* _INFORMATION PROVIDED_:

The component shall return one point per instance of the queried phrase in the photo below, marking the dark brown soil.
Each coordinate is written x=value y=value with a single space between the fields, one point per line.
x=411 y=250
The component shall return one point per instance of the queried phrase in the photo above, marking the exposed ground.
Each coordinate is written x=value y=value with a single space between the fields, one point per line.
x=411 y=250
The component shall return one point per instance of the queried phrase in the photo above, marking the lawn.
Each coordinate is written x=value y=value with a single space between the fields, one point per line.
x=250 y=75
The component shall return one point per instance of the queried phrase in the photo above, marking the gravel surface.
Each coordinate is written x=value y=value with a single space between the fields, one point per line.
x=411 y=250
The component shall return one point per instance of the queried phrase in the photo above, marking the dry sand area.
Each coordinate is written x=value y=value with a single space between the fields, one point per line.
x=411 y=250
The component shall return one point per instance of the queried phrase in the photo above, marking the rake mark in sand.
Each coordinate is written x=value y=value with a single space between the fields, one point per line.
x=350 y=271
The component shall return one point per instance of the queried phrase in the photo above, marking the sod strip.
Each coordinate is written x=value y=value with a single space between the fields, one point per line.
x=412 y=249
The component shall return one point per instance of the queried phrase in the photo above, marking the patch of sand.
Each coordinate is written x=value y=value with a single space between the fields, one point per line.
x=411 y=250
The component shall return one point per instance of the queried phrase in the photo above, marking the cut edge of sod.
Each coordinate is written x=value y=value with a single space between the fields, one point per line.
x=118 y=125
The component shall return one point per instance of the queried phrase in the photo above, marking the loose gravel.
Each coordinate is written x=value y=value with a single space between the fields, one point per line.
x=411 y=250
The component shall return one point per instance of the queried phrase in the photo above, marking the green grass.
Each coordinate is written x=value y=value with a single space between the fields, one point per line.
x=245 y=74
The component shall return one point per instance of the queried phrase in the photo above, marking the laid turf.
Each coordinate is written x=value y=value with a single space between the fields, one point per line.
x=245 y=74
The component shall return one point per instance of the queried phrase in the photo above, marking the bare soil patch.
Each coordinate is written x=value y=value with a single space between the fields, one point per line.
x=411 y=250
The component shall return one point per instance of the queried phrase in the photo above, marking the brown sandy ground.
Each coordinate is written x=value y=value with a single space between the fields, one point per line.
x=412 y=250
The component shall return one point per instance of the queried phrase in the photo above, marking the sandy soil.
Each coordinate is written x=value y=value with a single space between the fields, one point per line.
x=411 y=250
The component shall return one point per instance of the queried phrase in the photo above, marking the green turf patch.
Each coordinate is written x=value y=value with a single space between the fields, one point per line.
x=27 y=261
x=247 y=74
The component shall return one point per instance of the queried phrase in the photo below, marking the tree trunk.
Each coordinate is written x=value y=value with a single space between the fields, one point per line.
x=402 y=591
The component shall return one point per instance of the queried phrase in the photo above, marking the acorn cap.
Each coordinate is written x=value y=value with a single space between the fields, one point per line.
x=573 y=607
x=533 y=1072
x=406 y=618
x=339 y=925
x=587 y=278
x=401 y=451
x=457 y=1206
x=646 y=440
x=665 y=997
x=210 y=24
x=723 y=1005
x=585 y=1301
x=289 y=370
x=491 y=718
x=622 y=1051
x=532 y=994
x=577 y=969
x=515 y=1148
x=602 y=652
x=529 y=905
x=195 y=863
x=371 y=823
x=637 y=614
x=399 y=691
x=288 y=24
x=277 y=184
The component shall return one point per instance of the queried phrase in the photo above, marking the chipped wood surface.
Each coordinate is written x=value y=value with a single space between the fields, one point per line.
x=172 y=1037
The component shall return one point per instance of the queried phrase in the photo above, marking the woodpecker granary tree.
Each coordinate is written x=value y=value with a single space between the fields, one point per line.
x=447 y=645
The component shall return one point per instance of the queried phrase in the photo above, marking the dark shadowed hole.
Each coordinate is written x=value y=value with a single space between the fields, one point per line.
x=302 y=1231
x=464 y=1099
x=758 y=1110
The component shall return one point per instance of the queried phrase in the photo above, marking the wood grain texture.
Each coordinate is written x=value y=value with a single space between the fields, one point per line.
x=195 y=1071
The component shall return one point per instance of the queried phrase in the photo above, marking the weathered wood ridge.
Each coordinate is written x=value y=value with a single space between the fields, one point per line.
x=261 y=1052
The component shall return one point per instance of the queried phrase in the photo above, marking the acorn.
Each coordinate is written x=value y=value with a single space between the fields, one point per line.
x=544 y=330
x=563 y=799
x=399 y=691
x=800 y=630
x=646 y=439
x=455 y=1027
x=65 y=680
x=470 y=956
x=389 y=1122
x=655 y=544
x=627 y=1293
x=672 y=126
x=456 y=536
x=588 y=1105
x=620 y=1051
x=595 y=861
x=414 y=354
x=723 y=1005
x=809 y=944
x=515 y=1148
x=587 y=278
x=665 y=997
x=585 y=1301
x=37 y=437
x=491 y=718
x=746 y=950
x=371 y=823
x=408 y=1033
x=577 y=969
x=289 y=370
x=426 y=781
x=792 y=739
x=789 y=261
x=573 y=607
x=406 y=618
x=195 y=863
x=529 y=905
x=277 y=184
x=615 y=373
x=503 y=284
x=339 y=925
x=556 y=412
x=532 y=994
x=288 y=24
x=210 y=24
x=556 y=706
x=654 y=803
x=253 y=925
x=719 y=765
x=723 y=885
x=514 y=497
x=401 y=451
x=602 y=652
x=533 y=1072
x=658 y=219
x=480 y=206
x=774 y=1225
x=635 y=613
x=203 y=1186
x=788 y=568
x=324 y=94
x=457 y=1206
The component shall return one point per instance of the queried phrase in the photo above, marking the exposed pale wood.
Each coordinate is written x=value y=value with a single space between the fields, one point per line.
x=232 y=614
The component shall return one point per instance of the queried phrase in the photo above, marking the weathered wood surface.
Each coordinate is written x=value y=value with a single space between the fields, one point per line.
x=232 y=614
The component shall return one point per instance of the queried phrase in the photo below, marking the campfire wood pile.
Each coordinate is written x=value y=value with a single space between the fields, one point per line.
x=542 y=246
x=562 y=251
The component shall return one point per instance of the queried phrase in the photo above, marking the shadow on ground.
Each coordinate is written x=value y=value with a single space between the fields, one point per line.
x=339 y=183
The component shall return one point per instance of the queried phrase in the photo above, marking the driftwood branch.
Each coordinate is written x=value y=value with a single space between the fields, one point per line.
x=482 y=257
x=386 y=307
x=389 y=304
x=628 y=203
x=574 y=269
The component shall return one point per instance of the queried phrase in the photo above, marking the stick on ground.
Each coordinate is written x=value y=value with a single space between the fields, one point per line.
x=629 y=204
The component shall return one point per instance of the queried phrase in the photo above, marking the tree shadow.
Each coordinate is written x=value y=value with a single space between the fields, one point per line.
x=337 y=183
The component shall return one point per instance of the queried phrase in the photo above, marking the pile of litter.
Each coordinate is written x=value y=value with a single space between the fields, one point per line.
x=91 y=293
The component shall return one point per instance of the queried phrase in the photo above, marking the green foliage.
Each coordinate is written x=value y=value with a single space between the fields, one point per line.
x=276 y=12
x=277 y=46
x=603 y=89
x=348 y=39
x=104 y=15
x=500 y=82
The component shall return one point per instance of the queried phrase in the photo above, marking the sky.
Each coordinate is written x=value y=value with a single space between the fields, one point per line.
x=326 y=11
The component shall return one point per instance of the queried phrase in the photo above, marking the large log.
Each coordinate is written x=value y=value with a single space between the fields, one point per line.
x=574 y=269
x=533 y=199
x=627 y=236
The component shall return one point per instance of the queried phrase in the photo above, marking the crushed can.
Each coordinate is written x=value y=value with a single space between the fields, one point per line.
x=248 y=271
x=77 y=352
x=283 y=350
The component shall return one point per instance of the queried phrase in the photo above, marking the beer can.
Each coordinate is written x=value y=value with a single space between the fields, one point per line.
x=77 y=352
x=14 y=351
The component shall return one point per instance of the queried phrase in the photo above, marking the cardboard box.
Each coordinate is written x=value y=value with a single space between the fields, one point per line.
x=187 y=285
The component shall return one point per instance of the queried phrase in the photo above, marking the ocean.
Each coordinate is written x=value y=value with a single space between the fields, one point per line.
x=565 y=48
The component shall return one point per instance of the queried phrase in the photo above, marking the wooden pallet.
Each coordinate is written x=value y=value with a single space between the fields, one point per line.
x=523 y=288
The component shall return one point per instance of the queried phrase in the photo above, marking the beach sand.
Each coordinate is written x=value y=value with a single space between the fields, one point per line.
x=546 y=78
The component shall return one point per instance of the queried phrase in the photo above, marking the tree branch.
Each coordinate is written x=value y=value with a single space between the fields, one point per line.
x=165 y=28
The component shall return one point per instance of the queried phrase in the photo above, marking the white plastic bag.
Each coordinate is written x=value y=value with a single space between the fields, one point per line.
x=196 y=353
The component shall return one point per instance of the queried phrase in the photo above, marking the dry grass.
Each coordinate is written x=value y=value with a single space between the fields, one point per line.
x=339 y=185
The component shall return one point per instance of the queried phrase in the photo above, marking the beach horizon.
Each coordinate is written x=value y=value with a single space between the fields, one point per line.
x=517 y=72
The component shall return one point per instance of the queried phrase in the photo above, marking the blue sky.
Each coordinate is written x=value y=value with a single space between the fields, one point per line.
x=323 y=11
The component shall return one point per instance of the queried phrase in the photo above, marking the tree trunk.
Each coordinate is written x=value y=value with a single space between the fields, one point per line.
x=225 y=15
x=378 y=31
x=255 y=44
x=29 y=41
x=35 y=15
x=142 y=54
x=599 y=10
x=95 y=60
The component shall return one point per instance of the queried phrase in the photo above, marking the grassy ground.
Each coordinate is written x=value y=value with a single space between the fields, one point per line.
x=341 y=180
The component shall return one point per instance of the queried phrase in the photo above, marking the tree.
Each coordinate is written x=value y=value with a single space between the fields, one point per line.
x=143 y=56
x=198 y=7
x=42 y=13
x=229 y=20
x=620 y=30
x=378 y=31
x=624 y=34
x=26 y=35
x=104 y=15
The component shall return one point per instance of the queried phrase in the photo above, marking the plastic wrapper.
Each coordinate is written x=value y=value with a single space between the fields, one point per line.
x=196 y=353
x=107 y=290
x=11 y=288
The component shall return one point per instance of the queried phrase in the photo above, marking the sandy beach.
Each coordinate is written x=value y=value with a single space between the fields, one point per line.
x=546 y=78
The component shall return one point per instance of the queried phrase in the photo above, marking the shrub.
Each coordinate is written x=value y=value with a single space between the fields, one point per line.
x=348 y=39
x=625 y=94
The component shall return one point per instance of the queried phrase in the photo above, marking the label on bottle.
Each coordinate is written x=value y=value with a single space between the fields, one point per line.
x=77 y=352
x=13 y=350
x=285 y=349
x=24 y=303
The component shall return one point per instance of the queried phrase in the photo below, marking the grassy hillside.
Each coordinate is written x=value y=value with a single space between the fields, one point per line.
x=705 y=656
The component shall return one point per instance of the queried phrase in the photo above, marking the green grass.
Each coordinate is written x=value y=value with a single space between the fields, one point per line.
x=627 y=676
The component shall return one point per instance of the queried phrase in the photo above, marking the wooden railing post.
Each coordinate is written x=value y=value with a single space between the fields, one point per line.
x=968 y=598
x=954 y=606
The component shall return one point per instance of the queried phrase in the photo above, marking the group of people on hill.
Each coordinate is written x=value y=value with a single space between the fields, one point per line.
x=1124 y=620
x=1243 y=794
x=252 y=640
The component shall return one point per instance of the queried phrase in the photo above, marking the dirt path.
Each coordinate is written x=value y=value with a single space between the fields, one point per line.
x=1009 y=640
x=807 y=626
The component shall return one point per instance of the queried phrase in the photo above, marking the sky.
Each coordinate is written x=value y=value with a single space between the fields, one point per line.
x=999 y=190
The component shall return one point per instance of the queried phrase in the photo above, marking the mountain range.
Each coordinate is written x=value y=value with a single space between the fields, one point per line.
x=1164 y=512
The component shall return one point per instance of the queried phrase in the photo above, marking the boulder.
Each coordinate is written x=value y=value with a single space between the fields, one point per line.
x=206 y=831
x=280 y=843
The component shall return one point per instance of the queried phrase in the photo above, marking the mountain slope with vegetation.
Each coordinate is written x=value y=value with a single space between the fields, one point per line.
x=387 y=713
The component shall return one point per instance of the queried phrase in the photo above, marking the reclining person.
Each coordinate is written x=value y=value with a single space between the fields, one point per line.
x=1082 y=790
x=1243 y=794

* _TASK REQUIREMENTS_:
Go through the listing above and write out exactly the lines starting with the one holding "exposed pale wood." and running through the one holding "weathered wood surface.", ends included, and no others.

* _EXPECTED ANSWER_:
The component shall return one point per instance of the queried phrase in the photo above, marking the exposed pale wood.
Each coordinate is written x=value y=value with a single space between the fields, one point per line.
x=232 y=614
The component shall return one point per instance of the queried phrase in the photo above, marking the weathered wood surface.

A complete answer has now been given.